**EXCERPT TO READ**.

# Layout Critique



## JoeG (Feb 3, 2013)

I have an area in my room for a 4X8 layout, no more unfortunately. I will be using HO scale because there is more availability between the automobiles and trains and they are easer to work with. I would like to get some feedback on the layout I designed on SCARM. My intentions are to have some switching and running of trains between the two ovals. Also, I would like to have a town in the middle because I am into scenery and buildings.


----------



## Big Ed (Jun 16, 2009)

BUMP.


Looks good to me, but what do I know. hwell:
What kind of industry you going to add?








It looks like it is going to be hard to switch cars into the red arrow industry section?
The only way in is through the blue circled switch?
Be nice to add something somehow where the orange arrow is to get in there? 
Or maybe take out the red arrow industry section out and drop it down from the top black lines?
But add where the orange circle is another switch to get into the yard after the other is out?


----------



## DonR (Oct 18, 2012)

ED

I'm confused. Why do you think it would be difficult to switch
cars into that industry track? I agree he would
have to back into a yard track to do it tho. He has a 'run around' between
the crossings so that a loco can get in front of or behind any car.

Don


----------



## CTValleyRR (Jul 26, 2014)

Add a scenery divider down the middle of the layout (basically upper left to center right). This will break up your layout and prevent you from seeing both sides at once, which will add to the illusion that your trains go somewhere.

Also, that curved track for the passenger station will probably give you fits. Commercial platforms are straight, so when it's tangent in the middle, it won't be at the ends. Unless you are prepared to do some kit bashing, that is.


----------



## JoeG (Feb 3, 2013)

**WHAT TO PRODUCE**. Please carry on the model railroad layout thread above from the point where it stops.

**GIVEN INFORMATION**.
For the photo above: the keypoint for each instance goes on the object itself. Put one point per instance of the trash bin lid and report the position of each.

**RESPONSE**.
Well I did redo the sidings and the yard. I think it works better this way and gives me more area for the town in the middle. The yard will have its own entrance, which might make it easer for the engines. The sidings are in a better area now. i know I want one industry to be a lumber yard, I'm just not sure of any others.


----------



## MtRR75 (Nov 27, 2013)

The industry in the upper left corner will have to be a small one -- not a lot of room there for buildings -- they will be right against the loop track.

You might want to move the passenger station closer to the town -- so people do not have to cross the industrial area to reach the station. There are lots of prototype small towns where the station is at the edge of the town, adjacent to the business district.


----------



## NumberOne (Sep 19, 2012)

The two turnouts next to the upper pond both form "S" curves in the divergent routes. This can result in derailments.


----------



## tr1 (Mar 9, 2013)

*Turnouts look more realistic,if motors mounted below table*

Joe G, 
With all those turn out motors, you may want too consider to mount them vertically 
under the table. Regards,tr1


----------



## DonR (Oct 18, 2012)

From the track drawing I'm assuming you will be using Atlas turnouts.

You are going to have quite a panel to control your turnouts.

I would suggest two things that will give you a lot more
enjoyment when you do switching.

First, get, or build, a Capacitor Discharge Circuit. This is a small
simple device that charges up a capacitor (like a battery) and
when you push a turnout button it discharges and throws the
points. But then it dies, so you cannot burnout those delicate
turnout motors. It instantly recharges when you release the button.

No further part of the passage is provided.